Data entries

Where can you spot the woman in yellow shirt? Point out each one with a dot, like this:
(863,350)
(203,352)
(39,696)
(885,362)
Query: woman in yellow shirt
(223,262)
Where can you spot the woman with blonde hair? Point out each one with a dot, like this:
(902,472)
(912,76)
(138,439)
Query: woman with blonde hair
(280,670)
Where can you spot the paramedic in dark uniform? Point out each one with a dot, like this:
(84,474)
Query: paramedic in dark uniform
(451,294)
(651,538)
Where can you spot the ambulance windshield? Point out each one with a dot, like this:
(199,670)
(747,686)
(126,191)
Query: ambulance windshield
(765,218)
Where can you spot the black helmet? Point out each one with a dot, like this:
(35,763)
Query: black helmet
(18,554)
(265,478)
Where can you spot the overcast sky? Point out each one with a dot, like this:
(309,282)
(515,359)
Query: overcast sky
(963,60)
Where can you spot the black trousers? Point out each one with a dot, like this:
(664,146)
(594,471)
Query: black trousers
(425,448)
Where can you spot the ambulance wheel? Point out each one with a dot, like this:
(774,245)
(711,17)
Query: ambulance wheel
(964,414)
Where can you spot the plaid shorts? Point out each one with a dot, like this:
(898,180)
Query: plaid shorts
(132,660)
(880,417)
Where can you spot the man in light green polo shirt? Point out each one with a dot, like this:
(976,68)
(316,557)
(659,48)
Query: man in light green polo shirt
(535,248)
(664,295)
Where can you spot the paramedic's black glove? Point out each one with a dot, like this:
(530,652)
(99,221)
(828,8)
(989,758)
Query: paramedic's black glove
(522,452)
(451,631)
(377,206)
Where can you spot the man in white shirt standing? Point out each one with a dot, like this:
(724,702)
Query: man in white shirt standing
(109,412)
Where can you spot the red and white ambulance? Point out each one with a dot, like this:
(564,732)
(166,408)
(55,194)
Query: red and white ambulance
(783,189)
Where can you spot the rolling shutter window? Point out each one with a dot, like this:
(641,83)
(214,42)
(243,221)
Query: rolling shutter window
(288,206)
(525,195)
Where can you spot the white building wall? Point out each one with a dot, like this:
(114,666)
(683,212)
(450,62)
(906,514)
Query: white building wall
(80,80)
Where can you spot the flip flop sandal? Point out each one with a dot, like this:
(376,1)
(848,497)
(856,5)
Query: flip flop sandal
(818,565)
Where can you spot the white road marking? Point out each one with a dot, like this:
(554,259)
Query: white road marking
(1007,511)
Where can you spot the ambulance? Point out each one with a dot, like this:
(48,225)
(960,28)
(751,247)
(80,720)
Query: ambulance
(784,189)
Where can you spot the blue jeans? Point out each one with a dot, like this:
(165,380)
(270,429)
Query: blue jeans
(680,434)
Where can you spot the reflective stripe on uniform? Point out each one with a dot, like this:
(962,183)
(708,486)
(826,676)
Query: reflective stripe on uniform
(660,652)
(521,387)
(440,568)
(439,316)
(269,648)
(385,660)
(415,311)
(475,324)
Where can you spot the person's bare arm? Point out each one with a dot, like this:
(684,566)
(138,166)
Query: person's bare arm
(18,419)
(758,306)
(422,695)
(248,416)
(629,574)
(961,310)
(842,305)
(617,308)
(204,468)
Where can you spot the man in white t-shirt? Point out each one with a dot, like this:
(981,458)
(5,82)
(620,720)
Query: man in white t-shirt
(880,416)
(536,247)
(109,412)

GOAL OF THE EXERCISE
Copy the entries from the line containing "Where can you spot the white road" through the end of the entries, keeping every request and its sample points unchanged. In each answer coordinate pair, add 72 to both numbers.

SOLUTION TO THE PROBLEM
Where can you spot the white road marking? Point out each one with a dot, like this:
(554,259)
Query: white road marking
(1079,583)
Where can you spot the ambulance? Point out each one with a dot, like this:
(48,225)
(960,28)
(751,247)
(80,720)
Query: ambulance
(856,261)
Where can you spot the blue jeans? Point out each one with a dot, like this:
(165,380)
(270,429)
Query: blue jeans
(752,506)
Where can you spot the reflective stripe on uniform? Point out each one with a dot, like this:
(962,183)
(708,486)
(826,676)
Query: reflective stripe on uniform
(732,724)
(593,459)
(512,640)
(511,388)
(341,720)
(457,732)
(487,383)
(547,396)
Where can you spot the person's bare arm? Point out each one with a dot, like this:
(684,566)
(138,166)
Query: person's bare arm
(90,491)
(830,378)
(494,767)
(320,488)
(701,646)
(1033,382)
(914,377)
(689,380)
(276,540)
Where can you spot the man in white t-shirt? Point out each one with a dot, like this:
(981,458)
(5,82)
(620,720)
Query: man in white t-shirt
(952,488)
(608,319)
(181,484)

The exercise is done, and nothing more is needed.